*Data records:*
^^^^^^^^

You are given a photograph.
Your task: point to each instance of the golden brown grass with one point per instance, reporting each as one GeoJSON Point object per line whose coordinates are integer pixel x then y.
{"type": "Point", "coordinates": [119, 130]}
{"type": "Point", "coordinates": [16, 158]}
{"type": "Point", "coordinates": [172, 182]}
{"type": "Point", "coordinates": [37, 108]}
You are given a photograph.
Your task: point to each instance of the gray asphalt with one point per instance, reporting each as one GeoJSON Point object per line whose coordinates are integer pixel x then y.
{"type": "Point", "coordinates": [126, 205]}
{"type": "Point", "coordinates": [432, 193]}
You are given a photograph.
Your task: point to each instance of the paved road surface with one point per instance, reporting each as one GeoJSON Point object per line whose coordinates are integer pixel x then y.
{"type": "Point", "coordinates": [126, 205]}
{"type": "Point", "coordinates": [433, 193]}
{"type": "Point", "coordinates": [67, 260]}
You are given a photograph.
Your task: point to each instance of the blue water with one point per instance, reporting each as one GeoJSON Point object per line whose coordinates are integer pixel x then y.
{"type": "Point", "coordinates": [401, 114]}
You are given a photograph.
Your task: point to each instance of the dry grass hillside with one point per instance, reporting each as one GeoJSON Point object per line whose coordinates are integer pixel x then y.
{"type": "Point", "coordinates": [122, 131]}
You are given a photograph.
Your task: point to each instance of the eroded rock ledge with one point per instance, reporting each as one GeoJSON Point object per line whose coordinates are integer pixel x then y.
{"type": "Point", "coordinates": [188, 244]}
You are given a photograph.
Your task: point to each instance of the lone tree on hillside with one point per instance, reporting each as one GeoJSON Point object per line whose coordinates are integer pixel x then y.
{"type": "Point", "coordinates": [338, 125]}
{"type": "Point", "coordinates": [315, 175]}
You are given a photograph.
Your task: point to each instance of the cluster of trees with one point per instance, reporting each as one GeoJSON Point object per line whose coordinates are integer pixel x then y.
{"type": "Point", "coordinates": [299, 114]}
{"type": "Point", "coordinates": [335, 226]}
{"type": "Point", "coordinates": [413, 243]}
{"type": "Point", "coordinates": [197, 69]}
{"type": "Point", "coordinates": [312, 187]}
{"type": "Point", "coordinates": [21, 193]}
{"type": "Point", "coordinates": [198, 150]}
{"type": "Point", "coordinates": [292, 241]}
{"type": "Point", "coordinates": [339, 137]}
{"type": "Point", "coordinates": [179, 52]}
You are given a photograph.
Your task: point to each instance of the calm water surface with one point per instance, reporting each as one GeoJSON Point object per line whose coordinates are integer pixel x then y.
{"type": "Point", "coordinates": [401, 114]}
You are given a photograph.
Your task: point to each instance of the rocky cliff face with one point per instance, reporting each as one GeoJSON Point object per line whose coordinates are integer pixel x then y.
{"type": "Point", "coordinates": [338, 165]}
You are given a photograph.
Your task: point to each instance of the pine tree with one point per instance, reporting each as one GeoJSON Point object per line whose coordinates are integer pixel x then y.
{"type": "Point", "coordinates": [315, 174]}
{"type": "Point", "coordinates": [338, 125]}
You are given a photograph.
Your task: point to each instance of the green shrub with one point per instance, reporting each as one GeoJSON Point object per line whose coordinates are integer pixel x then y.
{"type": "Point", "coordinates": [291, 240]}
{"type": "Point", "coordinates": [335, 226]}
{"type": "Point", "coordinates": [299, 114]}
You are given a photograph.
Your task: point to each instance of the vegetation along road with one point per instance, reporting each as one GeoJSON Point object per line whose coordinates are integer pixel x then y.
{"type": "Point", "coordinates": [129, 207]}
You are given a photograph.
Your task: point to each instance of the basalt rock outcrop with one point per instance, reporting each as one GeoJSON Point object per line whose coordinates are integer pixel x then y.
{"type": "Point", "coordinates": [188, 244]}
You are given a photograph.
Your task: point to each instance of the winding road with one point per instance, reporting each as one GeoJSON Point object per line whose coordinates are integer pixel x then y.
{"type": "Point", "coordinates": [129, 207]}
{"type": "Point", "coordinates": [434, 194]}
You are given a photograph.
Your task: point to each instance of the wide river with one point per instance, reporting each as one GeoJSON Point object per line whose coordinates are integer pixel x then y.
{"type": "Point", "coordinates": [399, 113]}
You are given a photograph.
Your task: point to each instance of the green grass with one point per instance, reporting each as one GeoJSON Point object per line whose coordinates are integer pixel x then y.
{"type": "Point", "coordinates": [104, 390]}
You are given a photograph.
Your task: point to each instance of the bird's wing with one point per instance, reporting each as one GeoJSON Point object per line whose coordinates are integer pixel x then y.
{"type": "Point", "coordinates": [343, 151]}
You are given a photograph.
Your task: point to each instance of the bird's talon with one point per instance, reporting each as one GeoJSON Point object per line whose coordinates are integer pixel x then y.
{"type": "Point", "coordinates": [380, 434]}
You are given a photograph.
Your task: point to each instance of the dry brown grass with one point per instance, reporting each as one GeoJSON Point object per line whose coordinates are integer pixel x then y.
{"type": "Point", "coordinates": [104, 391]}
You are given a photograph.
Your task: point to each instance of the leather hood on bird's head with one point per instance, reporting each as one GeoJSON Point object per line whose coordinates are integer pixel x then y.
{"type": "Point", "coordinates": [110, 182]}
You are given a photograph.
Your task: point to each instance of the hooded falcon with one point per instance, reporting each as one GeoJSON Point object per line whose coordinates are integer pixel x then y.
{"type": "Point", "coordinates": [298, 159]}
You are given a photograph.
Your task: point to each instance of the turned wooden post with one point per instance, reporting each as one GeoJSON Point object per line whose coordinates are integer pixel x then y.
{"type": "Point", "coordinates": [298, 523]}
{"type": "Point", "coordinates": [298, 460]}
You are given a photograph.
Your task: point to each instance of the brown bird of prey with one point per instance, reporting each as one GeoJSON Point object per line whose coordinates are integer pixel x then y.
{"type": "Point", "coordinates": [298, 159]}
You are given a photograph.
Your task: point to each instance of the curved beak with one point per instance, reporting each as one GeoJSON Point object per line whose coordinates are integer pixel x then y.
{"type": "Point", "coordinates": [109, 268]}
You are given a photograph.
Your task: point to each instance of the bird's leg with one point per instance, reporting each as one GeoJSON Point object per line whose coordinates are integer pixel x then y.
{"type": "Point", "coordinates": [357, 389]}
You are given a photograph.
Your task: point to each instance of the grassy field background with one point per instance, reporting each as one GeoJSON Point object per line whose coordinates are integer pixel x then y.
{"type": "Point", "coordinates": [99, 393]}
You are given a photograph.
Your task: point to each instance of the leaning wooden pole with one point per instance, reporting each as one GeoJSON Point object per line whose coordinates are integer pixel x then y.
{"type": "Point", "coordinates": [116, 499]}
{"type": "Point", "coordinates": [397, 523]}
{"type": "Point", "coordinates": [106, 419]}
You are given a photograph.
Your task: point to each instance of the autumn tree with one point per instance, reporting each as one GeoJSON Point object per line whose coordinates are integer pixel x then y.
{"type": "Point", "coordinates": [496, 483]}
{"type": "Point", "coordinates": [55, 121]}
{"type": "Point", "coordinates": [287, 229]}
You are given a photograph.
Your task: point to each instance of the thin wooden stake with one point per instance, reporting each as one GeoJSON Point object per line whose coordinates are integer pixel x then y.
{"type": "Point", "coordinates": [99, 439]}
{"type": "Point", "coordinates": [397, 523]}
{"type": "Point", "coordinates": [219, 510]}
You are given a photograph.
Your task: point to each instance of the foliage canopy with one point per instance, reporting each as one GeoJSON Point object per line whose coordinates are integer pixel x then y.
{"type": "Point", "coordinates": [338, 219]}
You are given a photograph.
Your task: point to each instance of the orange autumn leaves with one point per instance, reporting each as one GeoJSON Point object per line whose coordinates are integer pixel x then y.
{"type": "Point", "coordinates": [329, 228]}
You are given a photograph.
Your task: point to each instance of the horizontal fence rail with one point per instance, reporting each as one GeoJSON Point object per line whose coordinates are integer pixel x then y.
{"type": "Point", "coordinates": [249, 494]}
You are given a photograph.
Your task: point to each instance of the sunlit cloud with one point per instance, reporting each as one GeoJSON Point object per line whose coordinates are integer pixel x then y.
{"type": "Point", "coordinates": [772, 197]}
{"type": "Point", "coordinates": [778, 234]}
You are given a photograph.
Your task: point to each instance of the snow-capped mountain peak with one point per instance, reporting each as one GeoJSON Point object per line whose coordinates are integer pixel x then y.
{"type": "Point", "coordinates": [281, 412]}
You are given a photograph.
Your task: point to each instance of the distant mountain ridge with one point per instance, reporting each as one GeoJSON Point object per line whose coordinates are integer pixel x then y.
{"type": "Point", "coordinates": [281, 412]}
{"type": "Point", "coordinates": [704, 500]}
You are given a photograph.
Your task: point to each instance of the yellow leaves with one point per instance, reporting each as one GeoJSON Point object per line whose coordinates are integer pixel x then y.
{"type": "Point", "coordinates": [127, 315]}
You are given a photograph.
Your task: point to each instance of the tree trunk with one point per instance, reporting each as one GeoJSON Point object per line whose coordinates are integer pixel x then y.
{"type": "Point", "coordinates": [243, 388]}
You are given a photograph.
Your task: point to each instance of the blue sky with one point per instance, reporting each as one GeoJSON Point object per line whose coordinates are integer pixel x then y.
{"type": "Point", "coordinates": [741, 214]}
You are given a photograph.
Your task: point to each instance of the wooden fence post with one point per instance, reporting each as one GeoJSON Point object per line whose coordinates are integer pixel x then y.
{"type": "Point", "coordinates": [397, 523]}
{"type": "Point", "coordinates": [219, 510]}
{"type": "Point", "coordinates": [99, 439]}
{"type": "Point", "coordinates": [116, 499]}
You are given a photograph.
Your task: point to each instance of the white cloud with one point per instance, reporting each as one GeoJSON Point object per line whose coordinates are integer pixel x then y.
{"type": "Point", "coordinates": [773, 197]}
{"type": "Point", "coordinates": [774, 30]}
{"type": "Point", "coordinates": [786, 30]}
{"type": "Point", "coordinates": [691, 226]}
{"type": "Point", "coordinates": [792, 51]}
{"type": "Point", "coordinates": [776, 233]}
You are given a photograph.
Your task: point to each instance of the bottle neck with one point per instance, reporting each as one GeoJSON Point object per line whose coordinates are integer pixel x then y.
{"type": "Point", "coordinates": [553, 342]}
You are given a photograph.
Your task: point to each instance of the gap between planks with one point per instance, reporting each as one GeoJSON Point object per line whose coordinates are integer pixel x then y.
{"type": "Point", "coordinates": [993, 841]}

^^^^^^^^

*Problem to solve:*
Pull out every line of the listing above that contains the word "surface".

*Output below:*
Your task: point to each instance of the paved road surface with one point per instance, reporting each as one GeoJSON Point object per line whose coordinates are integer pixel x then y.
Your task: point to each instance of the calm water surface with one point per instance, reporting each as one GeoJSON Point object per line whose coordinates are integer pixel x then y.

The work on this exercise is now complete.